What is needed:
Turn every line of the entries below into a numbered list, leaving out any blank lines.

Stored data:
= = = = = = =
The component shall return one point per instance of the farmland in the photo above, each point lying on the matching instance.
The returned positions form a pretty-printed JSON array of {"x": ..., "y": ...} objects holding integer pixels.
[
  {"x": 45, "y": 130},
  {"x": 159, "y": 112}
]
= = = = = = =
The result:
1. The component shall return one point per instance of the farmland in the photo above, each point lying on the matching instance.
2. The returned positions form a pretty-printed JSON array of {"x": ..., "y": ...} objects holding integer pixels.
3. [
4.   {"x": 45, "y": 130},
5.   {"x": 159, "y": 112}
6. ]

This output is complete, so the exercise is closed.